**Task details**
State how many of the lines below contain the string "Target". Give only the number.

**Information shown**
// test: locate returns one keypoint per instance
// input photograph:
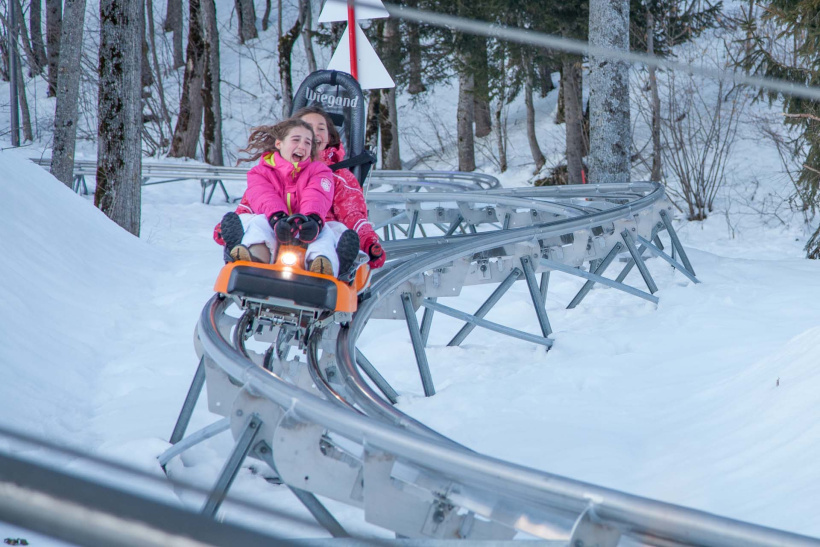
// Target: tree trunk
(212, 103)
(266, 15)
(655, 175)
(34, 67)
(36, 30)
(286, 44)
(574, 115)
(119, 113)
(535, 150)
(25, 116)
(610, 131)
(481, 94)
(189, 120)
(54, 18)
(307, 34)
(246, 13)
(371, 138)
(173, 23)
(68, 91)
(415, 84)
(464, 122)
--
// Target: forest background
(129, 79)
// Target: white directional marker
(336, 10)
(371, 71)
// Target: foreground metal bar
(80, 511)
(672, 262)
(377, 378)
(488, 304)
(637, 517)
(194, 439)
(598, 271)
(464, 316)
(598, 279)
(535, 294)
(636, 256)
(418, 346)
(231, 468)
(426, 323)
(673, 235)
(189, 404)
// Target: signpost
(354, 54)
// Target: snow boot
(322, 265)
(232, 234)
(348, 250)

**Finished task**
6